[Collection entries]
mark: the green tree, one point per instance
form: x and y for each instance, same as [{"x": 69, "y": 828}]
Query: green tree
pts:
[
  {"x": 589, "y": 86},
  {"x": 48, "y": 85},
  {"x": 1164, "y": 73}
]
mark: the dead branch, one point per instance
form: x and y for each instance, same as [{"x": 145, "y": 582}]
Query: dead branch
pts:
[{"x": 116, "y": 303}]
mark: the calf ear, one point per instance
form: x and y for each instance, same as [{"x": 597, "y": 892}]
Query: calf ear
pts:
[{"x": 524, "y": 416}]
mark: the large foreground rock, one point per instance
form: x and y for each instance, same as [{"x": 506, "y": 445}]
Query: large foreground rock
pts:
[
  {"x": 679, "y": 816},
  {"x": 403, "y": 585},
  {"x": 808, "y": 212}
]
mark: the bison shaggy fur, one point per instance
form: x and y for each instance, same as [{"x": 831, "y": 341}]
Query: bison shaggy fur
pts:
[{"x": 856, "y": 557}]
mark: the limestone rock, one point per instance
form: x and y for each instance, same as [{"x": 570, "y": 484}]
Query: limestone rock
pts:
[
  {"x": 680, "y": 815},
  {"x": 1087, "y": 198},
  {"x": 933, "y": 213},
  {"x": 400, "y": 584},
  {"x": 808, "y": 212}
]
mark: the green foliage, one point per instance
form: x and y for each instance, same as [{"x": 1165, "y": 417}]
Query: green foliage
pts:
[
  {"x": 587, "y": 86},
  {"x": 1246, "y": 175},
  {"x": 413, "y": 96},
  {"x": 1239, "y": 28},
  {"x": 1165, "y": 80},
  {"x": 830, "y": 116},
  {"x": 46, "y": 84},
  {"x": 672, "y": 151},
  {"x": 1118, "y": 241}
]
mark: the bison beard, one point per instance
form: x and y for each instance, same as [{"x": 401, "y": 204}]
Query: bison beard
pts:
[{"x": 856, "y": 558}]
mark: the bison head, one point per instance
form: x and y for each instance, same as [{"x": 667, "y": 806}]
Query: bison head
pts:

TASK: Extract each line from the listing above, please, and repeat it exactly.

SOLUTION:
mark: the green tree, one point per instance
form: x and y for each instance, same as [{"x": 69, "y": 828}]
Query: green tree
pts:
[
  {"x": 589, "y": 86},
  {"x": 48, "y": 85},
  {"x": 1164, "y": 73}
]
mark: the dead branch, one point per instance
form: x and y for each instance, same as [{"x": 145, "y": 582}]
Query: dead branch
pts:
[{"x": 116, "y": 303}]
mark: the calf ear, one point per instance
form: x and y for each instance, same as [{"x": 597, "y": 892}]
Query: calf ear
pts:
[{"x": 524, "y": 416}]
mark: the large foreground rock, one point per instance
form: x and y for each instance, same as [{"x": 506, "y": 445}]
Query: large foreground rock
pts:
[
  {"x": 679, "y": 816},
  {"x": 403, "y": 585},
  {"x": 808, "y": 212}
]
mark: the bison shaggy fur, one point per instance
form: x and y for each instance, same as [{"x": 831, "y": 341}]
Query: bison shaggy fur
pts:
[{"x": 856, "y": 557}]
mark: the limestone rock, one point per instance
form: x and y for each instance, same as [{"x": 570, "y": 484}]
Query: limestone rock
pts:
[
  {"x": 680, "y": 815},
  {"x": 1087, "y": 198},
  {"x": 933, "y": 213},
  {"x": 400, "y": 584},
  {"x": 808, "y": 212}
]
mark: the green foliage, one point per instance
form: x and y for each instance, same as [{"x": 1165, "y": 417}]
Query: green foliage
pts:
[
  {"x": 587, "y": 86},
  {"x": 1246, "y": 175},
  {"x": 413, "y": 96},
  {"x": 1239, "y": 28},
  {"x": 1165, "y": 80},
  {"x": 830, "y": 116},
  {"x": 46, "y": 84},
  {"x": 672, "y": 151},
  {"x": 1118, "y": 241}
]
mark: the bison beard, one point per instance
form: x and y for each instance, same as [{"x": 401, "y": 204}]
Query: bison beard
pts:
[{"x": 856, "y": 558}]
mark: the bison head, one point per instance
form: x and y for each instance, same as [{"x": 667, "y": 806}]
Query: bison head
pts:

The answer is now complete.